Work to be completed:
Transcribe the tail of the listing: start at the line containing "the wooden post" and stop after the last line, keeping every character as is and adding nothing.

***** Record extracts *****

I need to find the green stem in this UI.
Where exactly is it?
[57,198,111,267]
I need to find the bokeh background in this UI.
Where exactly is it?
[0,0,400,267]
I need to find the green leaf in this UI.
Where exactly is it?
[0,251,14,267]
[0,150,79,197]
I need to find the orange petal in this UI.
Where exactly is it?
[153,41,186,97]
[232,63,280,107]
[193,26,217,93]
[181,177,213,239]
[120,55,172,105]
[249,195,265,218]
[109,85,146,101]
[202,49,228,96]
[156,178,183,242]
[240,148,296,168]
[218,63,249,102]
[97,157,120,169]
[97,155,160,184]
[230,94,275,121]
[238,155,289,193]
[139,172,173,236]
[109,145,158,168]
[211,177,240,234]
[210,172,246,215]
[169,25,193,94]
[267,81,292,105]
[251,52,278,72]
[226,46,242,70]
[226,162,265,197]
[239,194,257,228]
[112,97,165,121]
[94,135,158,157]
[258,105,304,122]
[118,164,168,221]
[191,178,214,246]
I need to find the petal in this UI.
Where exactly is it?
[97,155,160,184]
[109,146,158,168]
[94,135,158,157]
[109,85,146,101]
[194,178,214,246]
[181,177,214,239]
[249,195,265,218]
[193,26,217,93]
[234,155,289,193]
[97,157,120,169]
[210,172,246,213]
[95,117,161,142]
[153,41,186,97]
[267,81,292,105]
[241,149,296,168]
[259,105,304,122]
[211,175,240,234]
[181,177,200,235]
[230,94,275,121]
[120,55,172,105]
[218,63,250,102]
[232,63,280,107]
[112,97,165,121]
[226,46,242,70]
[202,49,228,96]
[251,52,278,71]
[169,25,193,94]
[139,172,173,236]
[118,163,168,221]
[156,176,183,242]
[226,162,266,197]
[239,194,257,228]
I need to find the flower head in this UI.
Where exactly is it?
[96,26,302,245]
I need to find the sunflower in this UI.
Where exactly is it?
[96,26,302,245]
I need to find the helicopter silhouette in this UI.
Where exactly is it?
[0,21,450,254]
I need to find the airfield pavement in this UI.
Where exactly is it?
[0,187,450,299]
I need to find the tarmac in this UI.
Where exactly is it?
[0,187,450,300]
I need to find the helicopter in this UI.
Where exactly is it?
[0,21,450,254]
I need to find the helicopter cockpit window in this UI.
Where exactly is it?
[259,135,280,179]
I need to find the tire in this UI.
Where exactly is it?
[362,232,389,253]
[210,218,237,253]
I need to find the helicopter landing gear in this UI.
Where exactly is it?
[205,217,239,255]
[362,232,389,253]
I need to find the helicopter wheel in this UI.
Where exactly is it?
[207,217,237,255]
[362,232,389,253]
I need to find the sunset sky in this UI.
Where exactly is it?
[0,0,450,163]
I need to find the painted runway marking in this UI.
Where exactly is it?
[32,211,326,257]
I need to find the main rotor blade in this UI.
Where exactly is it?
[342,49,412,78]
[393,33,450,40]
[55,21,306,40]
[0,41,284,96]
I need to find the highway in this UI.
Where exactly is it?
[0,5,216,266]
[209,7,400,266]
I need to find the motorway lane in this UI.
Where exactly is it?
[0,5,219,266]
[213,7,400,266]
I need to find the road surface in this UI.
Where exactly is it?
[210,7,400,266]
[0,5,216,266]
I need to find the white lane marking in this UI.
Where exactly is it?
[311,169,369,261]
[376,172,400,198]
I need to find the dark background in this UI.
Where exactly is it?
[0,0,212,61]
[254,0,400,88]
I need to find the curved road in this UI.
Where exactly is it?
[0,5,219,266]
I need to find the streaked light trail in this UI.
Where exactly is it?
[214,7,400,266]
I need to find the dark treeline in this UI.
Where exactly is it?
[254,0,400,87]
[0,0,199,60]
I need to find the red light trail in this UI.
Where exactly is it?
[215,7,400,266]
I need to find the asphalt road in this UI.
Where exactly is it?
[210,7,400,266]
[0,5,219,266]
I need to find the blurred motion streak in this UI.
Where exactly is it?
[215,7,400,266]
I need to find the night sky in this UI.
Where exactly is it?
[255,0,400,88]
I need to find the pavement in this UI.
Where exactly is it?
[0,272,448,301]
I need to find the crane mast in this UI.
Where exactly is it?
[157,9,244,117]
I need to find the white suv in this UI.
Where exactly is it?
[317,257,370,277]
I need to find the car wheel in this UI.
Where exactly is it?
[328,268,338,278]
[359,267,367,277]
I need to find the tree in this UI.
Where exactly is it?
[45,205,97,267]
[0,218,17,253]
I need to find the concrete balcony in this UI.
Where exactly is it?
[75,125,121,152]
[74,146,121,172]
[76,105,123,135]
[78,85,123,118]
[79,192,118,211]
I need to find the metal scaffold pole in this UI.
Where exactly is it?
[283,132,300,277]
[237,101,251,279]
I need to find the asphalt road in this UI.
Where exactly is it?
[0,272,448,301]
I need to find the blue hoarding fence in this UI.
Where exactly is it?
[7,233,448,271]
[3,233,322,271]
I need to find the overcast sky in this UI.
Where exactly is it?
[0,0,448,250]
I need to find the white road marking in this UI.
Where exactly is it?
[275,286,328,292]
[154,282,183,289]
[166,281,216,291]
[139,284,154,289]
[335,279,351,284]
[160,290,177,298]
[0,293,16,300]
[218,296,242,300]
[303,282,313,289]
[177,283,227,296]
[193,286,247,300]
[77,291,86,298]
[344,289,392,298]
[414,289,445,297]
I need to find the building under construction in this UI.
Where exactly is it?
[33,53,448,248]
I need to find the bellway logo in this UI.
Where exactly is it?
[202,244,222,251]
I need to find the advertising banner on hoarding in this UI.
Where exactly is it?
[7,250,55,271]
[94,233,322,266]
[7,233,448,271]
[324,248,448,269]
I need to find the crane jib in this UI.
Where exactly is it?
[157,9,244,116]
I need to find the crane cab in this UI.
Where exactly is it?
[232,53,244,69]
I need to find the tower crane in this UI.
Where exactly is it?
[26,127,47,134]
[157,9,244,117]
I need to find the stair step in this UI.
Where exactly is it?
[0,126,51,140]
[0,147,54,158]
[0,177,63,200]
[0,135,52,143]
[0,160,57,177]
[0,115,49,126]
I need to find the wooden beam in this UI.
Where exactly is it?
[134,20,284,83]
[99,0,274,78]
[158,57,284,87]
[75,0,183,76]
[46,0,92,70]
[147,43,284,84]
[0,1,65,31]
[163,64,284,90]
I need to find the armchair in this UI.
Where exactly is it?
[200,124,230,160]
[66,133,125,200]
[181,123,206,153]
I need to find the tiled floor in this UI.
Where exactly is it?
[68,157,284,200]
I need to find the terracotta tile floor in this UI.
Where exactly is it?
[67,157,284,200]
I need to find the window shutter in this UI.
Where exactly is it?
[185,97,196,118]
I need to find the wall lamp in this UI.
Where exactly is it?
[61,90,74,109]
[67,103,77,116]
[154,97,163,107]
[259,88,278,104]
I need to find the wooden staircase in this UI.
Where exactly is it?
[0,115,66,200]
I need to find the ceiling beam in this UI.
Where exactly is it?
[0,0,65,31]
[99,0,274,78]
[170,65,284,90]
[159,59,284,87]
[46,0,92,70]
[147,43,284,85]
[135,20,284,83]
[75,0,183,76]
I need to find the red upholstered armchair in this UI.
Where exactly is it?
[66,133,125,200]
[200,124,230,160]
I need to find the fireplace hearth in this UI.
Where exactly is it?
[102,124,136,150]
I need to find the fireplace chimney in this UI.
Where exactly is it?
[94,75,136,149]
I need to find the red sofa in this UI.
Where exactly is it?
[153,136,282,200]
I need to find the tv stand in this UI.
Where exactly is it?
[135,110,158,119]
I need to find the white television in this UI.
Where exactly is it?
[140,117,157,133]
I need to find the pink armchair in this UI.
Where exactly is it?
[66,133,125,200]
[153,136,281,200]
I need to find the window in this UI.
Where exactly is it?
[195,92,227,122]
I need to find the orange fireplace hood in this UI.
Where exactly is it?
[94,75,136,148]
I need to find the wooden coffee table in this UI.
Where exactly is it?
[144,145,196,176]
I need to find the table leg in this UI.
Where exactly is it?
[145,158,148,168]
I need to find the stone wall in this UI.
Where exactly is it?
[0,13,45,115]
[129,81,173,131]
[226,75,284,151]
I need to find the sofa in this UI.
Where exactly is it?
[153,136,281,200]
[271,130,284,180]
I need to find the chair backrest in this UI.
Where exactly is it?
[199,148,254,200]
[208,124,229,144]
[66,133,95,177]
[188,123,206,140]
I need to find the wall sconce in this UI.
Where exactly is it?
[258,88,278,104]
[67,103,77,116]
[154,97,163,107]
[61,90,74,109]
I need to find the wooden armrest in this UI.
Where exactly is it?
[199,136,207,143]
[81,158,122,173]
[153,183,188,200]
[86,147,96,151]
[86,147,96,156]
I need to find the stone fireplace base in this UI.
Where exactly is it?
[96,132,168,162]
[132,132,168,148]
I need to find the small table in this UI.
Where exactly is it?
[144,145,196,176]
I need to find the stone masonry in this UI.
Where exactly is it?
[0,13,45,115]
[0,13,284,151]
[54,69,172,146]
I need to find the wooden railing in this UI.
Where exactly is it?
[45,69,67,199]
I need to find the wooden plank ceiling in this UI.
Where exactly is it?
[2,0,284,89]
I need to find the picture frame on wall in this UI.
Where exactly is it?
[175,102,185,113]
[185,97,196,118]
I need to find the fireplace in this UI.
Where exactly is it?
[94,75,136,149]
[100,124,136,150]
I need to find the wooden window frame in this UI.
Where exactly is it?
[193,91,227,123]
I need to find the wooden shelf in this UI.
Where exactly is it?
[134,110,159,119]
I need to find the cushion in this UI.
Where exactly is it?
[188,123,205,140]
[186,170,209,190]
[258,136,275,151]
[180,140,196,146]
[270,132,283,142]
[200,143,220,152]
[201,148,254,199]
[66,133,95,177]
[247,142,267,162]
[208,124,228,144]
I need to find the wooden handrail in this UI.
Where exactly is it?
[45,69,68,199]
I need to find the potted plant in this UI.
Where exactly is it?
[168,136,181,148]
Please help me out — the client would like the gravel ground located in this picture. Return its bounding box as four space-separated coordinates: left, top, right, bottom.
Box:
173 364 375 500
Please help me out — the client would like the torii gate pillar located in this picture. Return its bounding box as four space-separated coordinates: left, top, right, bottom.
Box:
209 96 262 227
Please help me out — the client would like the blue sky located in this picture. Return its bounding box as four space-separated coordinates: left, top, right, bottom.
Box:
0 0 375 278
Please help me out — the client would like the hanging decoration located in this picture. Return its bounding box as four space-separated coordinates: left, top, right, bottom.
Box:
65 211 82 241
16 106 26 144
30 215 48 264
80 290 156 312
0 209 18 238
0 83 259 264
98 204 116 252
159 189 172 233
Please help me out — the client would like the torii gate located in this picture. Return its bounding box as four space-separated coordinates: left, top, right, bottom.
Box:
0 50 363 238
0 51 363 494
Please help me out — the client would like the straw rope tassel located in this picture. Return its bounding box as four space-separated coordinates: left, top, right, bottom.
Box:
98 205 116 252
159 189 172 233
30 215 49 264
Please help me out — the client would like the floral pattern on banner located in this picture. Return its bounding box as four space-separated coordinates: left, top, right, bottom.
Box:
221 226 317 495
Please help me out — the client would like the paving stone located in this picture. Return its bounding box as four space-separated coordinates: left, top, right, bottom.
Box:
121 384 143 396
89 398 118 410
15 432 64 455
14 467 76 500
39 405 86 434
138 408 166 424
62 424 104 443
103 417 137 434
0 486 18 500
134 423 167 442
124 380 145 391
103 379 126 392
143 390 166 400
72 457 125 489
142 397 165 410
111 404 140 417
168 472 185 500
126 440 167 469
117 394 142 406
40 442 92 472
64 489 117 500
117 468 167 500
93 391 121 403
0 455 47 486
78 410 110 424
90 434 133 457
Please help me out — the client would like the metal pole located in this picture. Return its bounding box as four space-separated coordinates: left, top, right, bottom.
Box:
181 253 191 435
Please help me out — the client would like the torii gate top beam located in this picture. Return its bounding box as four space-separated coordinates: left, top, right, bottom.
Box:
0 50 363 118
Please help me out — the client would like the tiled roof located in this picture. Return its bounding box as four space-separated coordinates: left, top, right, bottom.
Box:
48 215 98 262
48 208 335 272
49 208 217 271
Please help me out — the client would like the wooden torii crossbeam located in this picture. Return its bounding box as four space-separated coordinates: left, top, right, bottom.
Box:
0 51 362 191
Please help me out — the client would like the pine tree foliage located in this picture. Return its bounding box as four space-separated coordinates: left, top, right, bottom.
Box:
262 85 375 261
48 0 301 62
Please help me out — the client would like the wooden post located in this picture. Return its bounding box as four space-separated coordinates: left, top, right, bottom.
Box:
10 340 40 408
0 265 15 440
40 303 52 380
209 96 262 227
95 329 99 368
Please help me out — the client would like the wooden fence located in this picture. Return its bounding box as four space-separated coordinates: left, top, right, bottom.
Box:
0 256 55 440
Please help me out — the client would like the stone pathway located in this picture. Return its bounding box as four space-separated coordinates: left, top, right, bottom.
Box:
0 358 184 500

*****

Written answer:
Please help me out — the client would like the wooden post located in this picture. Return its bounding box as four space-separated coordinates: left, top, right, bottom.
Box:
10 340 40 408
0 265 15 440
40 303 52 380
209 96 262 227
95 329 99 368
Please help me out — the client would like the wooden fence located in this picture. Return its bounding box as four space-separated coordinates: left, top, right, bottom.
Box:
0 256 55 440
Please help me out — the client would like the stone pathway located in this picture. Return its bounding box as four space-separated coordinates: left, top, right, bottom.
Box:
0 358 184 500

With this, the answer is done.